Converting to MSBuild
My name is Andreea Isac and I’ve been a member of the Visual C++ Libraries team for one year and a half. Since almost all my team mates (Martyn Lovell, Ale Contenti, George Mileka, Alan Chan) have posted already, I won’t repeat what our team is responsible for!
I have been involved for many months in the conversion process of our builds. We started this work as a feature crew, with one person responsible for every area that we (Visual C++) own: IDE, front end, back end, OpenMP, CRT, ATL, MFC, … Ramping up wasn’t easy, since we were not familiar with the msbuild technology we were about to embrace and because we seemed to face many challenges that no one hit before, due to our native source base and interop with managed code. VC++ has a reputation for the most complex builds and we’re the most numerous nmake fans in the division.
But after most of the decisions have been made and obstacles overcome, with great help from the msbuild team, work became smoother and easier to estimate. All VC++ projects were successfully converted, except for CRT, which was by far the most complex of all and lasted 3 times longer. I owned the CRT conversion and remember even now the moment when I chose doom! <g>. Alan and I had to choose CRT or ATL/MFC. I said CRT first. The truth, however, is that I have not regretted my decision up to this day. The effort involved was huge, especially since I didn’t have any previous significant build experience, but the satisfaction of learning the old and new technology, of understanding such a complex build, of cleaning, reorganizing and transforming (although not as much as I would have liked, but time is always a constraint) a build as old as 20 years… paid for all the effort.

- _DATA EXCERPT_
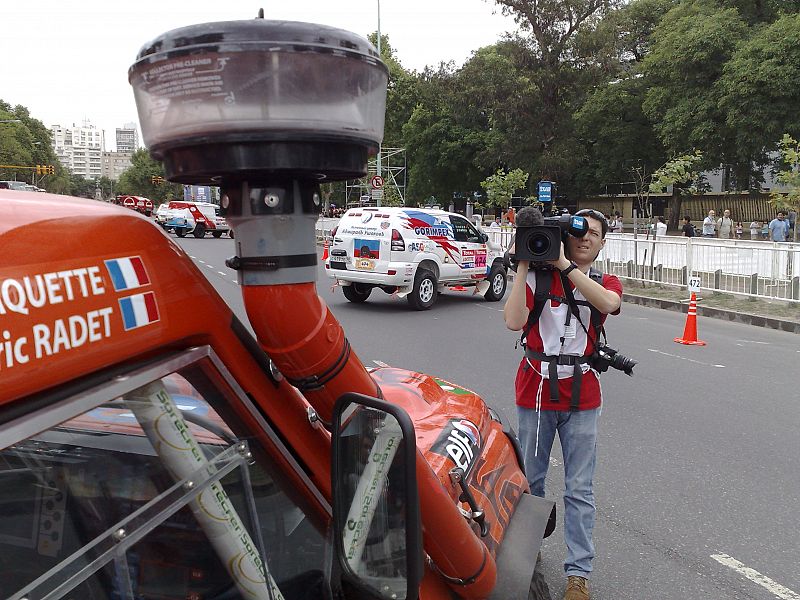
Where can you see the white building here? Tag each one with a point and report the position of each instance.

- _PROBLEM STATEMENT_
Please reproduce the MSBuild conversion post above word for word, from its title through its final sentence.

- _REPLY TO THE EXERCISE_
Converting to MSBuild
My name is Andreea Isac and I’ve been a member of the Visual C++ Libraries team for one year and a half. Since almost all my team mates (Martyn Lovell, Ale Contenti, George Mileka, Alan Chan) have posted already, I won’t repeat what our team is responsible for!
I have been involved for many months in the conversion process of our builds. We started this work as a feature crew, with one person responsible for every area that we (Visual C++) own: IDE, front end, back end, OpenMP, CRT, ATL, MFC, … Ramping up wasn’t easy, since we were not familiar with the msbuild technology we were about to embrace and because we seemed to face many challenges that no one hit before, due to our native source base and interop with managed code. VC++ has a reputation for the most complex builds and we’re the most numerous nmake fans in the division.
But after most of the decisions have been made and obstacles overcome, with great help from the msbuild team, work became smoother and easier to estimate. All VC++ projects were successfully converted, except for CRT, which was by far the most complex of all and lasted 3 times longer. I owned the CRT conversion and remember even now the moment when I chose doom! <g>. Alan and I had to choose CRT or ATL/MFC. I said CRT first. The truth, however, is that I have not regretted my decision up to this day. The effort involved was huge, especially since I didn’t have any previous significant build experience, but the satisfaction of learning the old and new technology, of understanding such a complex build, of cleaning, reorganizing and transforming (although not as much as I would have liked, but time is always a constraint) a build as old as 20 years… paid for all the effort.